EXERCISE —
Output, as a JSON array of strings, the listing lines from the one containing "trace marina, every instance" through the one containing "[[[0,169],[256,169],[256,134],[188,130],[0,110]]]", both inclusive. Use one string per line and omit blank lines.

A run of records

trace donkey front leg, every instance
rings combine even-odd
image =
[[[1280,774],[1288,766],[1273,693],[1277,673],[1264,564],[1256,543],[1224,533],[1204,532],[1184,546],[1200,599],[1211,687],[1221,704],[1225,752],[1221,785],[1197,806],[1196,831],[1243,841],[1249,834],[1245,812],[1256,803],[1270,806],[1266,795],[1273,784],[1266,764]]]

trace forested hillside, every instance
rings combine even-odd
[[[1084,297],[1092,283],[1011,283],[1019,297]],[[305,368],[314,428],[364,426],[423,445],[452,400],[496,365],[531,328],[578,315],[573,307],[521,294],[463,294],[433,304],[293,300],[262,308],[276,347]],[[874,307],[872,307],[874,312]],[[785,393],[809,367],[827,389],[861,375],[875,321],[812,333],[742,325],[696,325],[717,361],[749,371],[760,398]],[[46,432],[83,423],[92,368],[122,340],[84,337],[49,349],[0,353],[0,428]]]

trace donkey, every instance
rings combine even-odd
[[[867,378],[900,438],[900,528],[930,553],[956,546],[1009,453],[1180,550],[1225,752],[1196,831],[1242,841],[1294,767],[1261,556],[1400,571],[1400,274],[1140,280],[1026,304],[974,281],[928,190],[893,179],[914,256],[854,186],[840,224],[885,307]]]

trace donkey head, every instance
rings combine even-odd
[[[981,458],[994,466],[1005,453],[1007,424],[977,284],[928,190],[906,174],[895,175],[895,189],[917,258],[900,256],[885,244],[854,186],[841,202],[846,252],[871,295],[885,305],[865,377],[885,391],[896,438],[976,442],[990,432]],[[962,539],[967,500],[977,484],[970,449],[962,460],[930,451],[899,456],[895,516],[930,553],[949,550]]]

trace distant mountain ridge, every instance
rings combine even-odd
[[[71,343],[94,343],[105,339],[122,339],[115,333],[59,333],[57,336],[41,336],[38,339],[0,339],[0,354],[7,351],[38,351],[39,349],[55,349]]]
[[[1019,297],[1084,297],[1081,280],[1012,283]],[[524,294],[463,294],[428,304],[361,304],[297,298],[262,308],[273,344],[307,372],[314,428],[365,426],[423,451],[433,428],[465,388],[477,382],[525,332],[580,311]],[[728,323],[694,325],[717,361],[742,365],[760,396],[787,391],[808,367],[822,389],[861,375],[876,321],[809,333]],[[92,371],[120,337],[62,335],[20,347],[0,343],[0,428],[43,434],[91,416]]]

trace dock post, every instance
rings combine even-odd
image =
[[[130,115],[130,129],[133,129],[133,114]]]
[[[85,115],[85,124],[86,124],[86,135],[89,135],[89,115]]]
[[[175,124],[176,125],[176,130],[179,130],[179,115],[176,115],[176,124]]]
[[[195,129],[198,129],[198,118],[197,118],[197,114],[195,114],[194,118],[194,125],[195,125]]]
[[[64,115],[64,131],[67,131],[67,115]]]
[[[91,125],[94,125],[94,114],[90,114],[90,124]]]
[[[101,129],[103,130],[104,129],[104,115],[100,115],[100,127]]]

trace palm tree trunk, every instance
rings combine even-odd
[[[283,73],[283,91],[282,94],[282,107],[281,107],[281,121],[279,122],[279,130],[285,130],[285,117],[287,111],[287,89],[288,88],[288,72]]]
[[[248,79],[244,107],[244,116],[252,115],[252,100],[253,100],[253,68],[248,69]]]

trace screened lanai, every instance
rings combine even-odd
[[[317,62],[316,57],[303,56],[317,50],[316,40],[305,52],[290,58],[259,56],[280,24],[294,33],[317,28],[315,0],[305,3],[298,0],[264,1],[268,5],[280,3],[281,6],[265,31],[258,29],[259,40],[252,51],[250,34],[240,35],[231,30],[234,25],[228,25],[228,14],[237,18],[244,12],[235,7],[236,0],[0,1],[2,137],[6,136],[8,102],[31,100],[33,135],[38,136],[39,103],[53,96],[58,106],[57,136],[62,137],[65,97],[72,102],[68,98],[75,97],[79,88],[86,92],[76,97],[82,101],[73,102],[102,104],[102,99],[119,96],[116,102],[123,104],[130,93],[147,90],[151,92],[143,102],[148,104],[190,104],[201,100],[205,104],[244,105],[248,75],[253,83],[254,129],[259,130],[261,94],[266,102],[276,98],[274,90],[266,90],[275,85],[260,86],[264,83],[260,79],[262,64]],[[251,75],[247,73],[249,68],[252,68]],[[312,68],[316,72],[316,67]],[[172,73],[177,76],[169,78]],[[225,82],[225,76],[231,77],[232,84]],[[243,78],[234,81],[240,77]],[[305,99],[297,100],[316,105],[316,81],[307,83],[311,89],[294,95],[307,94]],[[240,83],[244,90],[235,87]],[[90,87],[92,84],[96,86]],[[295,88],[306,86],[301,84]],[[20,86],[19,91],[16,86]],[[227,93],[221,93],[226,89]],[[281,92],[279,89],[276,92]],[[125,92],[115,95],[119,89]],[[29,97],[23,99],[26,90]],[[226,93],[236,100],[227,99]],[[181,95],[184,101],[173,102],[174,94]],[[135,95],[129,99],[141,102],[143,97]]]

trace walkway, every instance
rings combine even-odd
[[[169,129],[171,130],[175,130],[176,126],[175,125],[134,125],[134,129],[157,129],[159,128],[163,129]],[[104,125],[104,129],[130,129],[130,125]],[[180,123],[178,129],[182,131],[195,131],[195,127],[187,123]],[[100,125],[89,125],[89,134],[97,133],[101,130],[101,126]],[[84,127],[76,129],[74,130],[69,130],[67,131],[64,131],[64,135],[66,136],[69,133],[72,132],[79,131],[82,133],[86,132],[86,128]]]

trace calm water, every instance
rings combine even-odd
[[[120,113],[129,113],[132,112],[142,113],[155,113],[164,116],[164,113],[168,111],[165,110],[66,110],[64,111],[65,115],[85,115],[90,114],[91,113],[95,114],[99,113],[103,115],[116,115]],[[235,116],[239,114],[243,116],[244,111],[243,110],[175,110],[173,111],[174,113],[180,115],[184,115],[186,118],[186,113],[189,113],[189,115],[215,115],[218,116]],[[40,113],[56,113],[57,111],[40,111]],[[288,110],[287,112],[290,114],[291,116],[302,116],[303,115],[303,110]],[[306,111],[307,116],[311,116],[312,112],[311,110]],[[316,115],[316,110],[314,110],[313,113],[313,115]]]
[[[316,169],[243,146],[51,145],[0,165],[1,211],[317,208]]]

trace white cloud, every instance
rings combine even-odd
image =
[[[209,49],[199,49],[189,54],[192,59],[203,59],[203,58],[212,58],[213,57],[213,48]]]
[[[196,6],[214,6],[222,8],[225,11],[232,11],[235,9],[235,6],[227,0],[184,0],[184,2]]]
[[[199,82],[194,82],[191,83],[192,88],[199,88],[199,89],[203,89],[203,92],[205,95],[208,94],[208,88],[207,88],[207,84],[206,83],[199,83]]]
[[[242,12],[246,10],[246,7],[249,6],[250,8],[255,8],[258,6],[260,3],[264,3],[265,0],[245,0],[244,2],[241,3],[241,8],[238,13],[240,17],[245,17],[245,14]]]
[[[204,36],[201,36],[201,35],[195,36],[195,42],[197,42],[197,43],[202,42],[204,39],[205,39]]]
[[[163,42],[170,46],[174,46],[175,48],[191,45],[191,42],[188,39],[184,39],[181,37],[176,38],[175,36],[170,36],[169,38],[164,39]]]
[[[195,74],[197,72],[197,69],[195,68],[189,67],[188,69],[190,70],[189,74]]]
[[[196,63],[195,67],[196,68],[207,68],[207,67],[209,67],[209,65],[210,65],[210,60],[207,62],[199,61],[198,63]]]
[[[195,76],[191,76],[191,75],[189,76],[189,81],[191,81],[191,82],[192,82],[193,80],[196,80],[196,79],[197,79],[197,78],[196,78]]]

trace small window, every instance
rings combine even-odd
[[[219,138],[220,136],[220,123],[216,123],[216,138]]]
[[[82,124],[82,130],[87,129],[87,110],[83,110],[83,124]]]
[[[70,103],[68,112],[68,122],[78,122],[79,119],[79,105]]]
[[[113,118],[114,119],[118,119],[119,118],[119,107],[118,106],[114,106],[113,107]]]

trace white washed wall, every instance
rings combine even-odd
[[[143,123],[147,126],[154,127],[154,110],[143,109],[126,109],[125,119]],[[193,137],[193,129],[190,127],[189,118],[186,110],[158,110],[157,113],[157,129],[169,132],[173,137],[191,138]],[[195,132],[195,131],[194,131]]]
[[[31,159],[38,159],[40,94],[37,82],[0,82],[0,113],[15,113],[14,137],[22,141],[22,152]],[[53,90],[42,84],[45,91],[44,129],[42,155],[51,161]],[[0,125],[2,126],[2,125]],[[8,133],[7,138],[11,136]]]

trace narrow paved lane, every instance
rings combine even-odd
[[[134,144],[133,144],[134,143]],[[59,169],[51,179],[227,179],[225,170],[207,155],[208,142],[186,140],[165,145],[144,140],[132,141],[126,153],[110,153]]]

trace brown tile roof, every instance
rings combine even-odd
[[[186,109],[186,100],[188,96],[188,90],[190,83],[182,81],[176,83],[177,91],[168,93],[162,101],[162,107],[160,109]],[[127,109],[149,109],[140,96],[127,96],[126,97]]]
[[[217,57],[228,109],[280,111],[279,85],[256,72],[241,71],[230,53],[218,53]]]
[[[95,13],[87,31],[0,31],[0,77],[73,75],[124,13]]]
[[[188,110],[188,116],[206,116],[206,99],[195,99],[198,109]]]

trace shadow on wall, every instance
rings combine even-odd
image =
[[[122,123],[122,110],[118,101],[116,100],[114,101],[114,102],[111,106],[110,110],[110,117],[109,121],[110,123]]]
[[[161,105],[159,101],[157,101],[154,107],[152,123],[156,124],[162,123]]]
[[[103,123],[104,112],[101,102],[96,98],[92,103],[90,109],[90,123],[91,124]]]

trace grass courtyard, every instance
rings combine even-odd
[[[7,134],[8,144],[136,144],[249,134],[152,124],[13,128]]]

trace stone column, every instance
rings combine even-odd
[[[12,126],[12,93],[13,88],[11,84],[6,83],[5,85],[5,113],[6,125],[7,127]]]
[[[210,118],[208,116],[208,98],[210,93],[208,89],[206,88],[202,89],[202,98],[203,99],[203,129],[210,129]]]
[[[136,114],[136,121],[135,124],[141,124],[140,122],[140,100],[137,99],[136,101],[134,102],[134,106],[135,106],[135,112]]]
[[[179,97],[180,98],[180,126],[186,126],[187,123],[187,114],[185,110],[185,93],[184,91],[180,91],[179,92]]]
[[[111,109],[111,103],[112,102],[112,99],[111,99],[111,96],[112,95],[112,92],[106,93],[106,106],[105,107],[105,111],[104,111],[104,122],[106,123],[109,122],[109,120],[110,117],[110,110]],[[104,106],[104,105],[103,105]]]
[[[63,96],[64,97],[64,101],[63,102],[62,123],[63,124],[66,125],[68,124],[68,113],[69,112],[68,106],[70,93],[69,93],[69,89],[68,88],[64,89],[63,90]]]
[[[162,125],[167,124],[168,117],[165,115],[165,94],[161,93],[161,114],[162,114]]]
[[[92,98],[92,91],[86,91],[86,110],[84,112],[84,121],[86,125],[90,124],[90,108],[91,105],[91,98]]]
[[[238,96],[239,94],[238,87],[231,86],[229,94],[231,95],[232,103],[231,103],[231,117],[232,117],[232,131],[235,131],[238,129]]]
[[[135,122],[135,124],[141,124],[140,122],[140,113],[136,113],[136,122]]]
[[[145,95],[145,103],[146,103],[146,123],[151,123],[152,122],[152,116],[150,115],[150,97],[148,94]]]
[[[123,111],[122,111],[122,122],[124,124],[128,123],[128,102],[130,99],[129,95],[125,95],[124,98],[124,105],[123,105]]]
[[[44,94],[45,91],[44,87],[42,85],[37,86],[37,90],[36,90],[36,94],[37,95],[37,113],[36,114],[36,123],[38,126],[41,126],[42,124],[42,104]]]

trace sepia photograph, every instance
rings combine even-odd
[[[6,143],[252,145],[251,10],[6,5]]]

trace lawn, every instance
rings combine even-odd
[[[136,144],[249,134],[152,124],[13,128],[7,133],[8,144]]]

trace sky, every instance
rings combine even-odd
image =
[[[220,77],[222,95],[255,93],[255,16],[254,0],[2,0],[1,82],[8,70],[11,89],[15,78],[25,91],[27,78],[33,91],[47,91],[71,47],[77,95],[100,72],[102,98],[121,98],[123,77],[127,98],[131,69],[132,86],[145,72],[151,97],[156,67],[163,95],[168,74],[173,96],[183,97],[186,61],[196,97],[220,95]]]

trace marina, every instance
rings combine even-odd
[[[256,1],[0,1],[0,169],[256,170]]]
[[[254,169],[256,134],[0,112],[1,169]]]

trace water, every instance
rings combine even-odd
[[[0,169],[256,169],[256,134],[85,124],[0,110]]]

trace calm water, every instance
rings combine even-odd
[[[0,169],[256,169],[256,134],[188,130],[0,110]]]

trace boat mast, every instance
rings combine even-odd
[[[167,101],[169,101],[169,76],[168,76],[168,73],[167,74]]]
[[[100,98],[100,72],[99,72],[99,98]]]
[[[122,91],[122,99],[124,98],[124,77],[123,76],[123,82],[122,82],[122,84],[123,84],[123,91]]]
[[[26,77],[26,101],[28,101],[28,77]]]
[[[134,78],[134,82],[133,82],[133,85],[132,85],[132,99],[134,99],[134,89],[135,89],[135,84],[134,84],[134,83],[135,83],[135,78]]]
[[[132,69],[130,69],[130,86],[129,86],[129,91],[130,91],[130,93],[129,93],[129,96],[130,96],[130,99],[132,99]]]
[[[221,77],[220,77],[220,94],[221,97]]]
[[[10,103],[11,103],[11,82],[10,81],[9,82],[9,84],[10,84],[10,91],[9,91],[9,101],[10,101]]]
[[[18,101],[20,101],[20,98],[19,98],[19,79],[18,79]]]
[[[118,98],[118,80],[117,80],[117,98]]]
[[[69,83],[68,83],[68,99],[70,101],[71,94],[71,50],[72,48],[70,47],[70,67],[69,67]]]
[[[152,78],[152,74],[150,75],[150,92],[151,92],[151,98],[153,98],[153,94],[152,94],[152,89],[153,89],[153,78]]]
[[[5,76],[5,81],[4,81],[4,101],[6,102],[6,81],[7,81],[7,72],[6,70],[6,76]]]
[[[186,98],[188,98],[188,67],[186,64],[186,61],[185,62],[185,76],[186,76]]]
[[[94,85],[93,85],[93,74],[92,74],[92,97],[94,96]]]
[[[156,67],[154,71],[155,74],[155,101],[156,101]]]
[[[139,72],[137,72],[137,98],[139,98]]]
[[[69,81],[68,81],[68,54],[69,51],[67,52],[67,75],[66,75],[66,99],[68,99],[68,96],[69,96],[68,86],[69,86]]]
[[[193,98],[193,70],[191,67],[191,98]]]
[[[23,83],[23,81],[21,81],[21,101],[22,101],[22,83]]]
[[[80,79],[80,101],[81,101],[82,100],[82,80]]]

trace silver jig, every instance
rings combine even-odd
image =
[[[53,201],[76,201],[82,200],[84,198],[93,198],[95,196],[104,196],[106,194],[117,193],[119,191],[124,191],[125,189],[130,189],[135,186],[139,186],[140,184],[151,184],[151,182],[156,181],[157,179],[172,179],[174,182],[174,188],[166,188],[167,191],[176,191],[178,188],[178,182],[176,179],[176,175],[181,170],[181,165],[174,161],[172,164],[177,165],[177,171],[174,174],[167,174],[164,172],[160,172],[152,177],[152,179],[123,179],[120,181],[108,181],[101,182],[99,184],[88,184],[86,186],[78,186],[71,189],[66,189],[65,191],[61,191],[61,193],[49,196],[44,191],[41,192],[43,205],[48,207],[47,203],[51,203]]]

FINAL RESULT —
[
  "trace marina, every instance",
  "rings combine even-odd",
  "[[[256,1],[0,1],[0,169],[256,170]]]",
  "[[[254,169],[256,134],[0,112],[1,169]]]",
  "trace water, every instance",
  "rings combine even-odd",
  "[[[0,169],[256,169],[256,134],[85,124],[0,110]]]",
  "trace calm water, every instance",
  "rings combine even-odd",
  "[[[0,169],[256,169],[256,134],[188,130],[0,110]]]"
]